* **Excerpt**:
◆ ◆ ◆
On May 8, 1985, after she had come home from school, E_ drove a pickup truck to a field to practice driving. Defendant went along as a passenger. The defendant told E_ to stop the truck. When she did so, the defendant forced her to lie down on the seat, unhooked her brassiere, fondled her breasts and had sexual intercourse with her. The defendant then pulled the prosecutrix out of the truck, laid her over the seat with her feet on the ground and inserted his penis into E_’s anus. E_ attempted to stop the defendant but was unable to do so.

On the morning of August 10, 1985, E_’s mother went to the bank. While E_ was cleaning up after breakfast, the defendant again seized her by the arm and forced her into his bedroom. He removed E_'s bathrobe, nightgown and underwear, laid her on a bed and had sexual intercourse with her. The prosecutrix again tried to stop the defendant, but was unsuccessful.

After the State had presented its case-in-chief, counts 5, 6, 7 and 8 of the information, charging four acts of incest, were dismissed. Defendant then presented evidence.

The defendant had the evidence of Sharon Wiley, who had been employed by the Division of Family Services in August 1985. Ms. Wiley interviewed E_on August 14, 1985. E_stated to Ms. Wiley that she, E_, had been raped by the defendant on April 2,1985, and on the following evening. E_also told Ms. Wiley about the rape and sodomy incident. Ms. Wiley testified from notes, and there was some inconsistency between E_’s trial testimony and the particulars of the events related to Ms. Wiley, as Ms. Wiley recalled the interview. For example, E_had told Ms. Wiley that the sodomy occurred before the rape on May 8.

Both the defendant and his wife (E_’s mother) testified. The defendant adamantly denied he had ever sexually assaulted E_E_’s mother testified that her daughter never made any complaint of sexual abuse by the defendant. E_’s mother also denied that she had ever communicated with Ms. Wiley or the McDonald County Sheriff’s office concerning her daughter’s complaints of sexual abuse.

The State called a McDonald County deputy sheriff and Ms. Wiley as witnesses in [827]*827rebuttal. Deputy Sheriff West testified that on August 14, 1985, E_’s mother had related E_'s complaints about the defendant’s sexual abuse to him. Ms. Wiley testified in rebuttal that in August 1985, E_’s mother had told her that E_ had complained because the defendant kissed her and fondled her, and had discussed another attempted sexual assault upon E_by the defendant. Such is the substance of the evidence received.
◆ ◆ ◆
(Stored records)
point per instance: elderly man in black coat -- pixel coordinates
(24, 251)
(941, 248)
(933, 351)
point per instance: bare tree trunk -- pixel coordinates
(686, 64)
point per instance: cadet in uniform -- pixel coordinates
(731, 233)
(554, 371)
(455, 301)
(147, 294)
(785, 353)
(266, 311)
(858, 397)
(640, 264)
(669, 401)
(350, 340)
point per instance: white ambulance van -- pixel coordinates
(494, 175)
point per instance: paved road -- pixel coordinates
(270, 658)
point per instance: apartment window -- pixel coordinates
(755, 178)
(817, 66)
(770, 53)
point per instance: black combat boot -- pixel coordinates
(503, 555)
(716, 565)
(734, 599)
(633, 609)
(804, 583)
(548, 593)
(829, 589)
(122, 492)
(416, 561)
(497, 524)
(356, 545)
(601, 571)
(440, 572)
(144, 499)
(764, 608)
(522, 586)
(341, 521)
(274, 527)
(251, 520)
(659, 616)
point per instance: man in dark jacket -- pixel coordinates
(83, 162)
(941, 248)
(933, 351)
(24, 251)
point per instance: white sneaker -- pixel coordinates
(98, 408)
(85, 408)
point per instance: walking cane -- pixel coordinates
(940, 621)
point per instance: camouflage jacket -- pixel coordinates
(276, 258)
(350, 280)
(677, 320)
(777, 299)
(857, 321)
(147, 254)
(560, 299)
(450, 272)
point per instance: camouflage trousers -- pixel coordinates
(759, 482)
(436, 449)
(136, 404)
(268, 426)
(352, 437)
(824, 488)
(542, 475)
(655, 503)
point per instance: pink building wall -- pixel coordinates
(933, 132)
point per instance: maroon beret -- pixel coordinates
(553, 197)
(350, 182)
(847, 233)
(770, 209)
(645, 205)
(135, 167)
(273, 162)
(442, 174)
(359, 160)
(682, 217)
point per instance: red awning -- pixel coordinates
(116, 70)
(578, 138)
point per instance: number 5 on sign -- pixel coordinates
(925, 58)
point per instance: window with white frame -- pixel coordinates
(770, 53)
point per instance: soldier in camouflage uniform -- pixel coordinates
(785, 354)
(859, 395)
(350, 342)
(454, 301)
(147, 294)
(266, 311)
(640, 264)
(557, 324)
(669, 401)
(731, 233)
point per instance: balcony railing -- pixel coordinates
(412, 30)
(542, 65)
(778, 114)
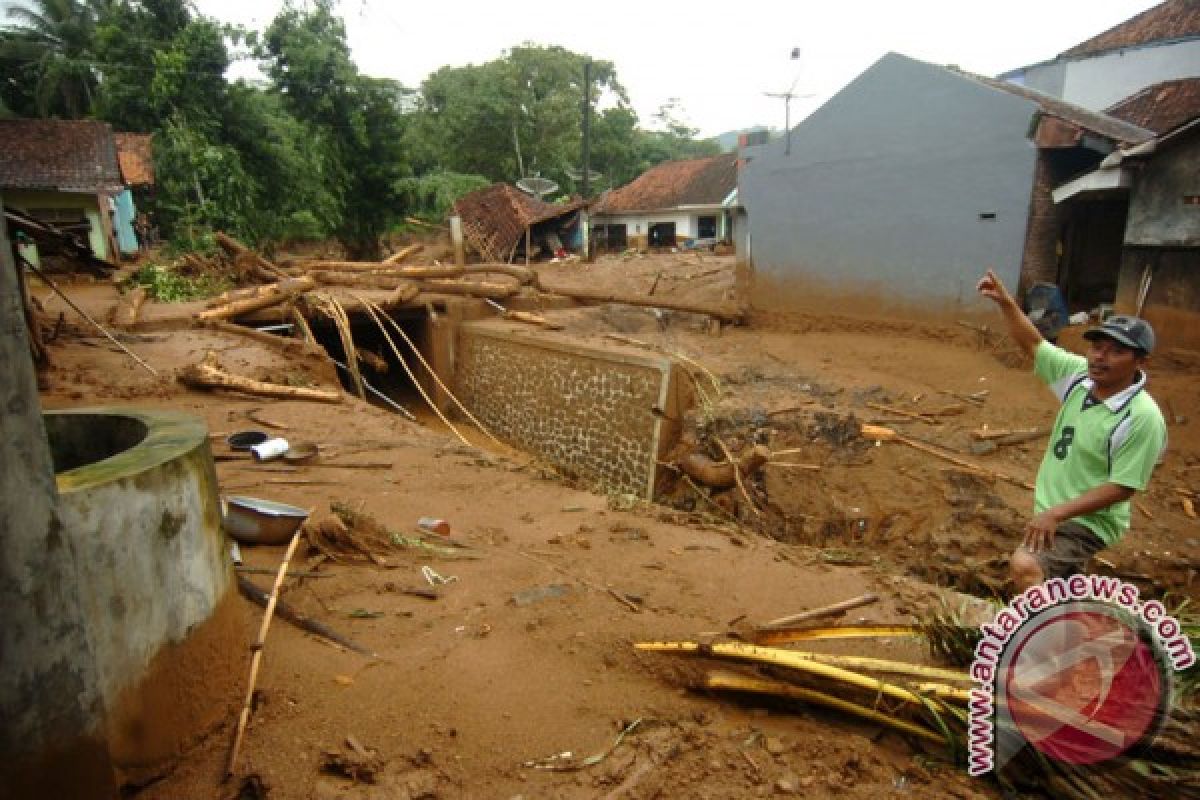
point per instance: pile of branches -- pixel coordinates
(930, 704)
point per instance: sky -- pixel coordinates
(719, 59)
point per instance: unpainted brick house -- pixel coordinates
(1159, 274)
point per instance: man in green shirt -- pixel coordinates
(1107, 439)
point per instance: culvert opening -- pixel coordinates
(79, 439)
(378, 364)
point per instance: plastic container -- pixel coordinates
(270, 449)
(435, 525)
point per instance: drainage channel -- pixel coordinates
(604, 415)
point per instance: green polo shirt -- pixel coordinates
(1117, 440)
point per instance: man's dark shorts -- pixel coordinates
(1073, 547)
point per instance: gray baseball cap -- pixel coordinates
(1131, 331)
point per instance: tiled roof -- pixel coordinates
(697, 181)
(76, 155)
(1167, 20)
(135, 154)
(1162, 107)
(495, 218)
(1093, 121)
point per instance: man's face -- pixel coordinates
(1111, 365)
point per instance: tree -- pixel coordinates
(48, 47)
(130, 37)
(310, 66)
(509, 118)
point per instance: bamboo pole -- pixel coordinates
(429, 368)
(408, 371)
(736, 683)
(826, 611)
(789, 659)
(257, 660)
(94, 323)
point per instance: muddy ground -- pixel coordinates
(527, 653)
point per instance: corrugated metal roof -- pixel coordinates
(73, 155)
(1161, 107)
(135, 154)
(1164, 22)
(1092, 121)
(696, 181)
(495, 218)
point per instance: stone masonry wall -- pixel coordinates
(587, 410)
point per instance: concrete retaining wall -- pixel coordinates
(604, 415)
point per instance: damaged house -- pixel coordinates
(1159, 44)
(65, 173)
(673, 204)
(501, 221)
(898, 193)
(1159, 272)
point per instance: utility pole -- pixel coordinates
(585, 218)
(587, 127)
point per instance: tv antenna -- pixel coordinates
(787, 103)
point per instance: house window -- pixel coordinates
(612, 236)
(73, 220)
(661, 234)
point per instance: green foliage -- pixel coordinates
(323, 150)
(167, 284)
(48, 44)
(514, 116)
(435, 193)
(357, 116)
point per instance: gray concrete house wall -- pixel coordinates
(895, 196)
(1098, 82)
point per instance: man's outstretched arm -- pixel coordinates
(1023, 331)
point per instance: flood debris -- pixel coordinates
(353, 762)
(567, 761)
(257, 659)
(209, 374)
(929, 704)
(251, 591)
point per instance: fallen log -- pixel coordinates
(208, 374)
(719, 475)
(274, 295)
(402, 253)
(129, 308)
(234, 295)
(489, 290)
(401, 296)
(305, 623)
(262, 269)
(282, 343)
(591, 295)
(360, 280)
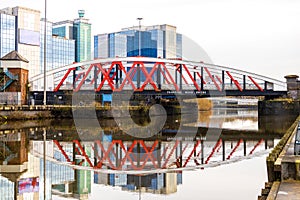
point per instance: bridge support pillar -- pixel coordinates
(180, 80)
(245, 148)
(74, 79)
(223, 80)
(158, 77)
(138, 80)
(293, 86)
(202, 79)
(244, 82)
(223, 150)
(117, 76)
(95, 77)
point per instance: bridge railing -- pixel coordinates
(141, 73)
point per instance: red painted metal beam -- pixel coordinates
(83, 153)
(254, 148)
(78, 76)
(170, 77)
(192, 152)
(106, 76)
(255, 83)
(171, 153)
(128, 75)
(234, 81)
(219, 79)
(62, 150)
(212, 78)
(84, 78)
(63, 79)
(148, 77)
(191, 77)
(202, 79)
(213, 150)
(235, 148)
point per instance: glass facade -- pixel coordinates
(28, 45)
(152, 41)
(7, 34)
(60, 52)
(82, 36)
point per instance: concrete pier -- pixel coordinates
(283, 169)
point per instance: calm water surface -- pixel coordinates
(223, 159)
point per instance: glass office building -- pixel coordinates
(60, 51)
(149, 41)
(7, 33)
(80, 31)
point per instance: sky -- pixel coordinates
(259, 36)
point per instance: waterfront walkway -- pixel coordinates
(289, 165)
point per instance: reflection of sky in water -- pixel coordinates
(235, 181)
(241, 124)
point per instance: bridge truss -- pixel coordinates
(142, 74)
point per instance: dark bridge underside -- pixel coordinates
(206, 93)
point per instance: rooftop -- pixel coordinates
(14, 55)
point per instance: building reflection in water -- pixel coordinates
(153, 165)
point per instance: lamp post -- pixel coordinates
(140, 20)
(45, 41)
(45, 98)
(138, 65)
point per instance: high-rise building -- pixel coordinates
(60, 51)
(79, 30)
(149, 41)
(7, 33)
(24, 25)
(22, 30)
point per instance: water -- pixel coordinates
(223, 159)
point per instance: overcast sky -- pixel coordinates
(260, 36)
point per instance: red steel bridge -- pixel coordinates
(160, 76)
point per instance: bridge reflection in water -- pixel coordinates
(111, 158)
◆ ◆ ◆
* **The task**: Write a continuation of the court opinion, starting right after its final sentence.

* **Result of the task**:
As a preliminary matter, we must address the State’s assertion (in its jurisdictional statement) that in sentencing the defendant the trial court misinterpreted § 558.026.1, RSMo Supp.1984. The State contends that a proper construction of § 558.026.1 mandatorily required the trial court to impose consecutive sentences for the several rapes. The State’s argument is without merit. The several rapes were not committed “during or at the same time” and the trial court was not required to impose consecutive sentences. State v. W_ F.W_, 721 S.W.2d 145, 153-54[11] (Mo.App.1986).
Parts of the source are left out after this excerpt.